作業内容 >>
(A) 読解文から、「なお、本実施の形態に係る操舵」で始まり「置との間のずれを解消できる。」まで続く部分を、一字も変えずに返してください。
(B) 読解文で「ステップ」の直後に数字で書かれているステップ番号を、重複を除いてすべて、初めて出てくる順に書き出すこと。

読解文 >>
━━━
本操舵装置10では、前述のステップ198乃至ステップ204で説明したような処理が実行されるので、モータ20の駆動力は、例えば、ステアリングホイール12に回転力が与えられた後にステアリングホイール12に与えられる。この場合、本操舵装置10は、ステアリングホイール12に回転力が与えられなくなった後に、ステアリングホイール12を本来の回転位置(例えば中立位置)に回転移動させることができる。
そして、ステップ204でモータ20の駆動がECU14によって停止されると、ステップ184に移行する。
ステップ204でモータ20の駆動が停止された場合、あるいは前述のステップ182においてリセットスイッチ28がオフであると判断された場合には、以後、ステップ184乃至ステップ194の各処理を行う。このステップ184乃至ステップ194の各処理については、前述の本発明の第1の実施の形態のフローチャート(図2参照)のステップ102乃至ステップ112と同じであるため、その説明を省略する。そしてステップ194でステアリングホイール12の実際の回転位置を示す情報がECU14内部のメモリに記憶されると、本処理ルーチンを終了する。
以上説明したように、本発明の第4の実施の形態に係る操舵装置10では、イグニッションスイッチ26がオフからオンに切り替わった場合、すなわちエンジンの起動以前(ここでは、エンジンの起動時)において、リセットスイッチ28が操作されたとき(リセットスイッチ28がオンになったとき)には、ECU14によってモータ20が駆動させられて、ステアリングホイール12には、前述の如くモータ20の駆動力が与えられる。これにより、ステアリングホイール12は操舵輪18の舵角に応じた回転位置に位置させられる(ここでは、ステアリングホイール12が操舵輪18の舵角に応じた回転位置まで移動させられる)。従って、本発明の第4の実施の形態に係る操舵装置10は、ステアリングシャフト12A(ひいてはステアリングホイール12、さらにはステアリングホイール12を握っている運転者)に仮想的な操舵反力を与えるモータ20の駆動力を利用するという簡単な構成で、エンジンの起動時においてリセットスイッチ28が操作されたときにステアリングホイール12を操舵輪18の舵角に合わせることができる(エンジンの起動時においてリセットスイッチ28が操作されたときにステアリングホイール12の回転位置と操舵輪18の舵角との位置関係が不適切なものにならないようにできる)。
なお、本実施の形態に係る操舵装置10では、ステアリングホイール12の実際の回転位置と操舵輪18の舵角に応じたステアリングホイール12の本来の回転位置との差異を無くすようにモータ20が駆動させられるものとしたが、本発明はこれに限らない。本発明は、ステアリングホイール12の実際の回転位置と操舵輪18の舵角に応じたステアリングホイール12の本来の回転位置との差異を無くすようにモータ20だけでなくアクチュエータ16も駆動させられるものであってもよい。
この場合、仮にステアリングホイール12の実際の回転位置が操舵輪18の舵角に応じたステアリングホイール12の本来の回転位置からずれてしまっても、ステアリングホイール12の実際の回転位置及び操舵輪18の舵角の双方を補正してステアリングホイール12の実際の回転位置と操舵輪18の舵角に応じたステアリングホイール12の本来の回転位置との間のずれを解消できる。
━━━
提供項目 >>
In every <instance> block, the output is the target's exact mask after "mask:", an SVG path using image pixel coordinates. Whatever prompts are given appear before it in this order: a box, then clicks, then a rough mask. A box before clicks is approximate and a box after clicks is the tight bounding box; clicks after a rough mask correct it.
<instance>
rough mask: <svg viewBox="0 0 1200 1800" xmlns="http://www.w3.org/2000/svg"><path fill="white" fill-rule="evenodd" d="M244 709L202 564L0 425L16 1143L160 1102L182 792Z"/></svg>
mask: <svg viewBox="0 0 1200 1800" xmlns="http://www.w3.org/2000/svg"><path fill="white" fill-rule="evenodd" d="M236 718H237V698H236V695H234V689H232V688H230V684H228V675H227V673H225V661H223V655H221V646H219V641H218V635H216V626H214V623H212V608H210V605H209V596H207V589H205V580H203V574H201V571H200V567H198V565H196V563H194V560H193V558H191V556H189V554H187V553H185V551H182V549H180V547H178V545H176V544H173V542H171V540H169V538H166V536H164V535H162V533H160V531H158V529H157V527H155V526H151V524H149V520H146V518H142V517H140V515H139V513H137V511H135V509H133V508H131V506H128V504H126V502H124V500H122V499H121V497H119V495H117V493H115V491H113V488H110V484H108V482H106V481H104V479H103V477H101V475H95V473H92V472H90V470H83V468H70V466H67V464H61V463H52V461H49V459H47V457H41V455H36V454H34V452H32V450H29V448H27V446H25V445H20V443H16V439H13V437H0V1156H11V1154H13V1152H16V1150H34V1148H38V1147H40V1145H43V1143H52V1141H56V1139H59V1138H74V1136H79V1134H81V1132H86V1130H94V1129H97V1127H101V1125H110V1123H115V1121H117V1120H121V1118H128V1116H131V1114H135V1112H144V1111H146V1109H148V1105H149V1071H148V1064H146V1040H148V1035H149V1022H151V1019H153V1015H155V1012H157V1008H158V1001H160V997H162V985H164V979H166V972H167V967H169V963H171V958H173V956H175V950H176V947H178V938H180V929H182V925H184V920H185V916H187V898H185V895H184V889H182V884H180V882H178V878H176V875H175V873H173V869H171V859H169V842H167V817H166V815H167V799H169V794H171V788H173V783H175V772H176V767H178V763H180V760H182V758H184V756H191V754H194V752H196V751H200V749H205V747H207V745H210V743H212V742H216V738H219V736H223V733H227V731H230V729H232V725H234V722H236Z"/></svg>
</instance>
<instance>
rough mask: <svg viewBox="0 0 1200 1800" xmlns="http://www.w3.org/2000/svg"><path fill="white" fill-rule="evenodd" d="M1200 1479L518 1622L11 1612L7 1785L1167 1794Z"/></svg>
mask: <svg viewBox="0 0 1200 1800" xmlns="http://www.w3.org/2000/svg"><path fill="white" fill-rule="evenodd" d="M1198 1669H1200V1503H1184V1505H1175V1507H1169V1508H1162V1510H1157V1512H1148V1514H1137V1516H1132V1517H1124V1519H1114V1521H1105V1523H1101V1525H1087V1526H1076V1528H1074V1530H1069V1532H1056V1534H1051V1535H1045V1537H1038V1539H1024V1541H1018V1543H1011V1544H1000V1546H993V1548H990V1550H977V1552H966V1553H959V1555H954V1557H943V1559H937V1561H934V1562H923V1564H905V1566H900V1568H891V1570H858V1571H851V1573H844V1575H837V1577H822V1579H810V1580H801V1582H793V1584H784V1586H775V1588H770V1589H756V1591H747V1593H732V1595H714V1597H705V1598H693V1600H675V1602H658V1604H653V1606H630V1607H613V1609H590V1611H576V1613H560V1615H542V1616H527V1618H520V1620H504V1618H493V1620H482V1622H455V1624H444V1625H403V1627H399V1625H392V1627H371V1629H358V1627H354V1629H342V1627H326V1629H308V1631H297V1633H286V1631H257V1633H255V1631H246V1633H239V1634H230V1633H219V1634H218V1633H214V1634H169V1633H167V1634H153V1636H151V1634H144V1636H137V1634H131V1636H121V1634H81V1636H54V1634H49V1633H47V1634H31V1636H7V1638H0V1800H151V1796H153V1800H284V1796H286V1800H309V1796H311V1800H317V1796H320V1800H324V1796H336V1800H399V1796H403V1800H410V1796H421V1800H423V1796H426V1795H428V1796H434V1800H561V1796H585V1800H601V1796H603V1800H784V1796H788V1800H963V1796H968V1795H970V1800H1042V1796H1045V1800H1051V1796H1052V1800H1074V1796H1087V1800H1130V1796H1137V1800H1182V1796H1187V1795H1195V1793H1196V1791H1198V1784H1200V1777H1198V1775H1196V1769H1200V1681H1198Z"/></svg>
━━━
結果一覧 >>
(A)
なお、本実施の形態に係る操舵装置10では、ステアリングホイール12の実際の回転位置と操舵輪18の舵角に応じたステアリングホイール12の本来の回転位置との差異を無くすようにモータ20が駆動させられるものとしたが、本発明はこれに限らない。本発明は、ステアリングホイール12の実際の回転位置と操舵輪18の舵角に応じたステアリングホイール12の本来の回転位置との差異を無くすようにモータ20だけでなくアクチュエータ16も駆動させられるものであってもよい。
この場合、仮にステアリングホイール12の実際の回転位置が操舵輪18の舵角に応じたステアリングホイール12の本来の回転位置からずれてしまっても、ステアリングホイール12の実際の回転位置及び操舵輪18の舵角の双方を補正してステアリングホイール12の実際の回転位置と操舵輪18の舵角に応じたステアリングホイール12の本来の回転位置との間のずれを解消できる。

(B) 198、204、184、182、194、102、112